TASK TO CARRY OUT
Return each line of the material below that contains the word "instance", copied in full and unchanged.

MATERIALS PROVIDED
———

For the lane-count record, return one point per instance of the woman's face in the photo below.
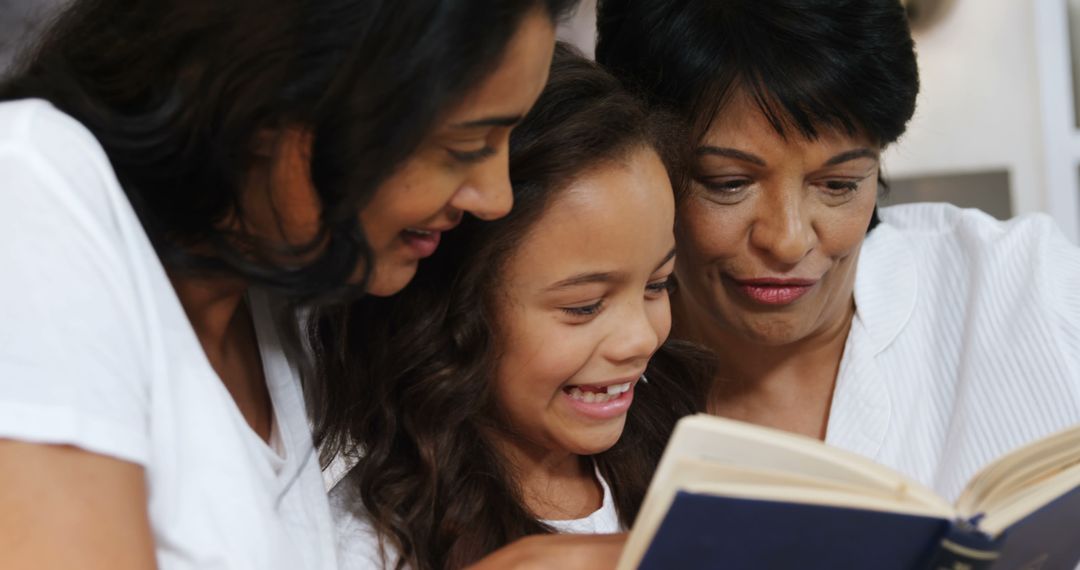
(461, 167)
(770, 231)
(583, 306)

———

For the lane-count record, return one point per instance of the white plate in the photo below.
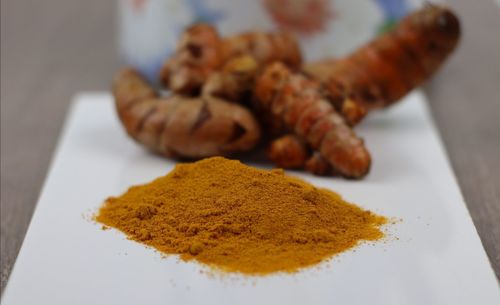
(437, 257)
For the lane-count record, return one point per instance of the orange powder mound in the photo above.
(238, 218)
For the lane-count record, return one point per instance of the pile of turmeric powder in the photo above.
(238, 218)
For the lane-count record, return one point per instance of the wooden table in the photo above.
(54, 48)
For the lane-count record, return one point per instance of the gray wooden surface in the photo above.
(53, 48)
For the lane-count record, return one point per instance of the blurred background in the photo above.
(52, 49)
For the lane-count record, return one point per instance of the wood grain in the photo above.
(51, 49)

———

WORKED ANSWER
For the lane-count record, return one point per instance of the woman's face in the photo below.
For the lane-count record, return one point per instance of the white plate in the photo below.
For the lane-count record, return one point per instance of the orange powder mound in the photo above.
For the lane-count record, return one point per instance of the pile of turmeric powder in the photo above.
For the lane-count record, return one point per instance of the wooden table in the photo above.
For the lane-count record, return one point per instance of the gray wooden surface in the photo above.
For the lane-count record, return one point per instance of the blurred background in the photo above.
For the lane-count record, return one point per instance of the wood grain in the photo above.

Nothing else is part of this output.